"""

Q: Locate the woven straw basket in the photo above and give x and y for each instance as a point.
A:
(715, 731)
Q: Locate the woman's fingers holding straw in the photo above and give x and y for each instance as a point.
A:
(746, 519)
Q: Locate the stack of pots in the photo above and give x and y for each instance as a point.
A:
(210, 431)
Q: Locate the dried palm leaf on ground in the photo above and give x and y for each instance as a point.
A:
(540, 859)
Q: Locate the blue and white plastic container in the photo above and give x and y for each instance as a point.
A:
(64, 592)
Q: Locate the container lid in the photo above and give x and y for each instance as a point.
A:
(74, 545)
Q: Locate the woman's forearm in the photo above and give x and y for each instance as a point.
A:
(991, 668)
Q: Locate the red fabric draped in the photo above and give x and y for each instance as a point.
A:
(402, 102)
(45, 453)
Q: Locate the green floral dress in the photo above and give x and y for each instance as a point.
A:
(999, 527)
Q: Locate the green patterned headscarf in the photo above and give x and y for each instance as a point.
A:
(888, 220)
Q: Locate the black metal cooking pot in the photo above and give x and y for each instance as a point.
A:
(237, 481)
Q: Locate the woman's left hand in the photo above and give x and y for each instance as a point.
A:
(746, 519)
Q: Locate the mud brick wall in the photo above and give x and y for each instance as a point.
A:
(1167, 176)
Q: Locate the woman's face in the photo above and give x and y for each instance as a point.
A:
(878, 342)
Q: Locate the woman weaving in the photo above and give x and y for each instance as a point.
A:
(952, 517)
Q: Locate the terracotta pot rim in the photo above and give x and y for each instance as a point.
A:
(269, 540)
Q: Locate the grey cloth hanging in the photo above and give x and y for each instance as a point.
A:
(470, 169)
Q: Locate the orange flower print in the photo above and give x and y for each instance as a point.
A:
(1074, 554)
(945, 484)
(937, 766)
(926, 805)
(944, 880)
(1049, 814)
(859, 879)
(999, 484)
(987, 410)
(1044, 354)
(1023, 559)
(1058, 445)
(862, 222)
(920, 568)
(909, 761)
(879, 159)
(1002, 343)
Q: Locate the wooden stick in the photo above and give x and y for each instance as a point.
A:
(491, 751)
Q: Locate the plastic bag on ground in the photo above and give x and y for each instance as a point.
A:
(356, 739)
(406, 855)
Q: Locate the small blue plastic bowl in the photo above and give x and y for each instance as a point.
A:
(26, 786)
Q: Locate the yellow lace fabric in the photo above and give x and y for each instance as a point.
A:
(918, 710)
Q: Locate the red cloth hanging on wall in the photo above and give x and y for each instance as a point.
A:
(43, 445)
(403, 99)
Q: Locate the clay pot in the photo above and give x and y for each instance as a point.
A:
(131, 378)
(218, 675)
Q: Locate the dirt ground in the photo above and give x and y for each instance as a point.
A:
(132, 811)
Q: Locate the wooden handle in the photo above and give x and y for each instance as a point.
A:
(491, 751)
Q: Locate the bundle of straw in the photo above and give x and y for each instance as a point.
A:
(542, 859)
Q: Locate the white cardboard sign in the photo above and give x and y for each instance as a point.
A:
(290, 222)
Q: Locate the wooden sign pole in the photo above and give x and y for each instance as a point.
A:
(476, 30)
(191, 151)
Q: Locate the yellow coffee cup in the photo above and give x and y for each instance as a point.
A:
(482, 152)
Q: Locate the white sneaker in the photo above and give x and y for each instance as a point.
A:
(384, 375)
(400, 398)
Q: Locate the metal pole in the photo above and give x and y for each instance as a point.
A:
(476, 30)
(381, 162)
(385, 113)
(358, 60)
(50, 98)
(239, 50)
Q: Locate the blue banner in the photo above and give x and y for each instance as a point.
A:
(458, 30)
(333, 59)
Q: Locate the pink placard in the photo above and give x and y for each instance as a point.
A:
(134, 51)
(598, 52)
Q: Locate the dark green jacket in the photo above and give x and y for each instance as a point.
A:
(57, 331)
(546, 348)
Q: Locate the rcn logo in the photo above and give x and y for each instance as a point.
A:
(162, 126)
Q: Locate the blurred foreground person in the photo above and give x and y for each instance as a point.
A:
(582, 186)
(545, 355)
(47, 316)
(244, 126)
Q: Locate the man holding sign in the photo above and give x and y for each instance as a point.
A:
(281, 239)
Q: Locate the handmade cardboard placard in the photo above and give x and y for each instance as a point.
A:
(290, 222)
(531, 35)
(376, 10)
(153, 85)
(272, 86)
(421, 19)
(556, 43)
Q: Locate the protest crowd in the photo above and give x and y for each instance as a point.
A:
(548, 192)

"""

Problem requirements
Print all of the records above line for line, without changing anything.

Correct output
Q: Locate the woven straw basket in the photo above and give x and y for each instance as a point.
A:
(715, 731)
Q: Locate the woman's fingers holding straw in the photo above and give x and y for each instance as a point.
A:
(746, 519)
Q: Locate the stack of pots in the photo above and give x and y for each instance as a point.
A:
(210, 431)
Q: Locate the dried palm leaf on ground in the photo above and give x and y for each instance as a point.
A:
(540, 859)
Q: Locate the blue and white plastic container in the photo above and give x and y for each instance as a point.
A:
(64, 592)
Q: Locate the container lid in the photo above and give x and y for each instance as a point.
A:
(74, 545)
Q: Locate the woman's forearm in the photo above and give x and y for each instance as a point.
A:
(991, 668)
Q: Locate the red fabric draped in the photo above and give x and y for each instance as a point.
A:
(402, 102)
(45, 453)
Q: Locate the green floral dress in the photo above and give x and y for each instance as a point.
A:
(999, 527)
Q: Locate the green patterned headscarf in the photo above and give x and y for each instance as a point.
A:
(888, 220)
Q: Locate the black metal cooking pot in the photo above and give x and y for each instance as a point.
A:
(237, 481)
Q: Locate the woman's left hand in the photo above and give x and y for each instance as a point.
A:
(746, 519)
Q: Locate the mud brick wall in the photo above and give x and y for each instance as a point.
A:
(1167, 176)
Q: Locate the woman's face in the photo above and give x and y for each instance as a point.
A:
(878, 342)
Q: Locate the woman weaving in the photo above and give x and y for each instance as a point.
A:
(952, 517)
Q: Locate the terracotta pot rim in the photo above and give x and y for each instance as a point.
A:
(269, 540)
Q: Locate the grey cloth hanging in the photo above and give x and y for each instance as a point.
A:
(470, 169)
Q: Locate the orange flower print in the photo above and give x and y for each instance as a point.
A:
(1074, 554)
(945, 484)
(937, 766)
(926, 805)
(944, 880)
(1049, 814)
(859, 879)
(999, 484)
(987, 410)
(1044, 354)
(1023, 559)
(1058, 445)
(862, 222)
(920, 568)
(909, 761)
(879, 159)
(1002, 343)
Q: Locate the wooden stick in the photo above and give x and y for each instance as a point.
A:
(491, 751)
Q: Locate the plastic bag on ground in the photo above and give x and y for each instance as a point.
A:
(356, 739)
(406, 855)
Q: Locate the small blue plastic bowl in the photo above and give x and y for each instance as a point.
A:
(26, 786)
Q: Locate the yellow lace fabric in the photo above and give x and y for each instance as a point.
A:
(918, 710)
Q: Locate the red cloth hanging on wall in the photo above and give x and y for each instance as a point.
A:
(43, 445)
(403, 99)
Q: Locate the clay pot in the photo above and give x and y for each instance as a point.
A:
(131, 378)
(218, 675)
Q: Locate the dirt ground in the photo above and give x and y for each instance as a point.
A:
(132, 811)
Q: Locate the wooden handle in the photo above and give x and y for each instance as a point.
A:
(491, 751)
Q: Locate the bundle of straw in the photo above and give x and y for each instance as a point.
A:
(542, 859)
Q: Locate the white cardboard sign in the photo above and give x and y for each instance as a point.
A:
(290, 222)
Q: Locate the wooden sign pole in the photo above and give x and y for each instance as a point.
A:
(476, 30)
(191, 151)
Q: Locate the yellow coffee cup in the photo above and give x and y for each instance as a point.
A:
(482, 152)
Q: Locate the white sneaker in the photo above and give x and y for each instance as a point.
A:
(384, 375)
(400, 398)
Q: Locate the metal pole in the photo above and give x and y for each instance as a point.
A:
(476, 30)
(381, 162)
(385, 113)
(358, 60)
(50, 98)
(239, 50)
Q: Locate the blue banner in the photo above and give x and y for each instance as a point.
A:
(458, 30)
(333, 59)
Q: Locate the pink placard in the photo above and give x and y for each instance as a point.
A:
(134, 51)
(598, 52)
Q: Locate the dark green jacket in the photo above and give x and y for each instance as a point.
A:
(57, 331)
(546, 348)
Q: Locate the rcn logo in the photo above and give x and y for each instance as a point.
A:
(162, 126)
Q: Locate the blurred foreground person in the photo above and give x and y for each instance as a point.
A:
(582, 186)
(545, 355)
(47, 316)
(244, 126)
Q: Locate the man holding sign in the photo above and give x and y for each instance as a point.
A:
(281, 239)
Q: Locate the handmade cardboard placard in the photo above and give x and y for each instance as a point.
A:
(290, 222)
(531, 35)
(376, 10)
(153, 85)
(272, 86)
(421, 19)
(556, 43)
Q: Locate the protest crowd in the photo above and give x and y for each instance as a point.
A:
(548, 192)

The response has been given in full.